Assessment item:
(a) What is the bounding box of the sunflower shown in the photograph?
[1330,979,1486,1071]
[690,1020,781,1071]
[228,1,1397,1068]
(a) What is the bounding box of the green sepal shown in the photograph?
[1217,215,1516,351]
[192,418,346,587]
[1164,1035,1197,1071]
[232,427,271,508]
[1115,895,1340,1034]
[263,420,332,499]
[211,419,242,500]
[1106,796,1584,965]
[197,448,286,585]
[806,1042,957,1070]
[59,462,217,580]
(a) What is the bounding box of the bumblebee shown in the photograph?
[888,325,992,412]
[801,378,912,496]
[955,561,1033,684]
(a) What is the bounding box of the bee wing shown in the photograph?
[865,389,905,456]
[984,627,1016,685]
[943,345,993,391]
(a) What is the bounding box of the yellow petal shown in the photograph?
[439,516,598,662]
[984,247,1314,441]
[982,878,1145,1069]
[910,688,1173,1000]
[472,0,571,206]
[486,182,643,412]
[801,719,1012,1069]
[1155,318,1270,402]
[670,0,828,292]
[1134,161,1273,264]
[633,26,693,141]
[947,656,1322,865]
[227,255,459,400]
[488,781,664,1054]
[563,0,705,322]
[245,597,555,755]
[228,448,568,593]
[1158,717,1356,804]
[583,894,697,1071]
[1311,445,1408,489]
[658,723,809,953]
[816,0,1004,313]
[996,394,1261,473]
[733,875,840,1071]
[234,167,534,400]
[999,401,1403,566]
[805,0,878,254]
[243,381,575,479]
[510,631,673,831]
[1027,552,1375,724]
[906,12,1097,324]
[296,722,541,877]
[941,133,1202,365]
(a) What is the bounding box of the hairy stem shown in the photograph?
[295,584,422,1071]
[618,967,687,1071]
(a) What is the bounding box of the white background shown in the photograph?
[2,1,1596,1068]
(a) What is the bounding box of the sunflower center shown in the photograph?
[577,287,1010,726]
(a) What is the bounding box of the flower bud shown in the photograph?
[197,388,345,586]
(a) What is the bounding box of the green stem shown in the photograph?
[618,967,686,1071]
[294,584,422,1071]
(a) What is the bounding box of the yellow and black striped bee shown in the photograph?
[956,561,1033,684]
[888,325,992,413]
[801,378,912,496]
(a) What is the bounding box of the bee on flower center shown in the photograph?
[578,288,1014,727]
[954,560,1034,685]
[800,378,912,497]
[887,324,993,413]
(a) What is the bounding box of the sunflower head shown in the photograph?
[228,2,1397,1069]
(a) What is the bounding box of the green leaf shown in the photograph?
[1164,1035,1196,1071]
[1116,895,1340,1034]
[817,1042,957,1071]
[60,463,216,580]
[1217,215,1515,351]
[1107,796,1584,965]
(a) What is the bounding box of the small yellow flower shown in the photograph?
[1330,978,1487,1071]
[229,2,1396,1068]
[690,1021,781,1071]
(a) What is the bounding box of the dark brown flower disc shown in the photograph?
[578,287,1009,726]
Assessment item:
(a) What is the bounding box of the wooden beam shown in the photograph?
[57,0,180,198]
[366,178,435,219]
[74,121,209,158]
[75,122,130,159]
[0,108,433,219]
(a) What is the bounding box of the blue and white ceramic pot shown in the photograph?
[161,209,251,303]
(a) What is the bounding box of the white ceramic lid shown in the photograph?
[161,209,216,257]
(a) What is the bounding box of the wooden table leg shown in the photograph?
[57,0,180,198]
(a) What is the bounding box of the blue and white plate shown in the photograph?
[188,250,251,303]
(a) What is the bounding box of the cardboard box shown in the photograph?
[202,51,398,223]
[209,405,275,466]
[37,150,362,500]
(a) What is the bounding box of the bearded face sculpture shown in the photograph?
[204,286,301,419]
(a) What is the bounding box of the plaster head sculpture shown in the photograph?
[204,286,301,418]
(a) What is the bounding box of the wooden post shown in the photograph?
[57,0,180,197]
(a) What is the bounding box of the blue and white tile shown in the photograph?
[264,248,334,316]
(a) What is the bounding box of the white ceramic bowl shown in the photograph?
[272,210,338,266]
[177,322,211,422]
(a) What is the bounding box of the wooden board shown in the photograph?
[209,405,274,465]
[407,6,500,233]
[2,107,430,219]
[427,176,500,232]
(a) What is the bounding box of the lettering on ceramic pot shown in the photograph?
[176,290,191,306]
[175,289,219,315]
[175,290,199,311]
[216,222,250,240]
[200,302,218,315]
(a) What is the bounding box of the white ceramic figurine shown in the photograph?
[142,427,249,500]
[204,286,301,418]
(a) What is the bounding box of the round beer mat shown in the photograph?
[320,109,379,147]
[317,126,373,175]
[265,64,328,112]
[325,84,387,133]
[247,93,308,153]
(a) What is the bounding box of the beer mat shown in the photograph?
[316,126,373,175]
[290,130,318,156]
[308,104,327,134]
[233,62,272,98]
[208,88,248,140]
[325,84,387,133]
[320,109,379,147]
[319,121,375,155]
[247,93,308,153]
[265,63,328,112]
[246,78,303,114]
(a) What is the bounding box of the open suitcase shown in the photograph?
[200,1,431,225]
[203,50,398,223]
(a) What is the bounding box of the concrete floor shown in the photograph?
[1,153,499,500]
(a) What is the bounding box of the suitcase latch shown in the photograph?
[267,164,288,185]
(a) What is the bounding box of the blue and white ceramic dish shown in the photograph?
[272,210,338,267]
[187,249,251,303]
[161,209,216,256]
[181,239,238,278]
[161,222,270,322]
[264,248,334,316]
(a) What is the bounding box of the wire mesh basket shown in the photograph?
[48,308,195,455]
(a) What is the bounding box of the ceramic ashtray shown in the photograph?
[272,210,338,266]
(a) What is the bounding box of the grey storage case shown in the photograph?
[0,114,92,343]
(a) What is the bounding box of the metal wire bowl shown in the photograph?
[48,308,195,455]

* WHAT THE TASK REQUIRES
Only what runs from the line containing "(a) What is the bounding box of the metal" through the final line of the entries above belongs in the answer, restated exactly.

* ANSWER FOR THIS EXERCISE
(a) What is the bounding box of the metal wire bowl shown in the photograph?
[48,308,195,455]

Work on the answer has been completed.